_Source records_
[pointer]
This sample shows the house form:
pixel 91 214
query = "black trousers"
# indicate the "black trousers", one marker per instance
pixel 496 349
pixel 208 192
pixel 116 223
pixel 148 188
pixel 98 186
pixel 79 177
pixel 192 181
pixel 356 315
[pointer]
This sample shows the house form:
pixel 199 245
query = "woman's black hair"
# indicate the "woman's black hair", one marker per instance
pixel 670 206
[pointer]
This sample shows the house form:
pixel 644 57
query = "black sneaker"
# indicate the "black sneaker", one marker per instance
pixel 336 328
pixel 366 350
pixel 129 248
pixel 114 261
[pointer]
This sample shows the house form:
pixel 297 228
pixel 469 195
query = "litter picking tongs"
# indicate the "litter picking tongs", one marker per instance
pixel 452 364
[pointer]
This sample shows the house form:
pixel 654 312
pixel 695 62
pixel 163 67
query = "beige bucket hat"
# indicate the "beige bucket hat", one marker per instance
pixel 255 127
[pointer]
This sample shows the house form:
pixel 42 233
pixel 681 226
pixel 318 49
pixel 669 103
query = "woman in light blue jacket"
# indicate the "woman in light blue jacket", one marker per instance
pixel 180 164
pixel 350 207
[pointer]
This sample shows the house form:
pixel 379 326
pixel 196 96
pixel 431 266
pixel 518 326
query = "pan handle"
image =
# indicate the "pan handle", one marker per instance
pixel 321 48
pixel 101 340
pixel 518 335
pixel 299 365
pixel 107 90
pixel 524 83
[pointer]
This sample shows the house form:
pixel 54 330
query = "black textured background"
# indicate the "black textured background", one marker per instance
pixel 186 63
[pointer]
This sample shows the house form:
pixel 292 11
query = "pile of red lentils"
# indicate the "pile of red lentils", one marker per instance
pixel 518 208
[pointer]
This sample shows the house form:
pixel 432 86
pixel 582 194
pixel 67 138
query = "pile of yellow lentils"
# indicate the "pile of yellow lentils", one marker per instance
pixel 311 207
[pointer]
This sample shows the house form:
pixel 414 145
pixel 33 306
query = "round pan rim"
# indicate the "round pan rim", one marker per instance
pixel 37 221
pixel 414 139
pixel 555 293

_Exercise aim_
Retype the listing above exactly as it appears.

_Solution_
[pointer]
This sample shows the house form:
pixel 91 214
query = "black trousers"
# indicate the "black trousers", one marker per instance
pixel 496 349
pixel 208 192
pixel 116 223
pixel 148 188
pixel 98 186
pixel 79 177
pixel 192 181
pixel 356 315
[pointer]
This sample shows the house form:
pixel 199 245
query = "woman's black hair"
# indicate the "woman's black hair", one marker per instance
pixel 670 206
[pointer]
This sample shows the house form:
pixel 644 57
query = "black sneaker"
# indicate the "black sneaker", one marker per instance
pixel 336 328
pixel 366 350
pixel 129 248
pixel 114 261
[pointer]
This sample shows the house form:
pixel 297 228
pixel 469 195
query = "litter picking tongs"
# indicate the "litter picking tongs", one marker per instance
pixel 452 364
[pointer]
This sample shows the house form:
pixel 654 312
pixel 695 62
pixel 163 67
query = "beige bucket hat"
# indicate the "beige bucket hat", one marker per instance
pixel 255 127
[pointer]
This sample shows the house form:
pixel 42 233
pixel 681 226
pixel 318 49
pixel 669 103
query = "woman in light blue jacket"
# indicate the "woman in light blue jacket", one marker per instance
pixel 180 164
pixel 350 207
[pointer]
This sample shows the house form:
pixel 379 326
pixel 196 96
pixel 431 266
pixel 518 326
query = "pan handle"
image =
# indicate the "pan handle", one marker per instance
pixel 321 48
pixel 101 340
pixel 518 335
pixel 299 365
pixel 107 90
pixel 524 83
[pointer]
This sample shows the house form:
pixel 54 330
query = "black textured background"
# indicate the "black textured background", one marker per instance
pixel 186 63
[pointer]
This sample shows the house form:
pixel 292 11
query = "pile of red lentils"
# indicate the "pile of red lentils", one marker per instance
pixel 518 208
[pointer]
This sample shows the house form:
pixel 432 86
pixel 582 194
pixel 67 138
query = "pile of yellow lentils"
# indicate the "pile of yellow lentils", one marker per instance
pixel 311 207
[pointer]
This sample shows the house form:
pixel 414 145
pixel 33 306
query = "round pan rim"
# indicate the "round pan rim", one marker per instance
pixel 37 221
pixel 414 139
pixel 555 293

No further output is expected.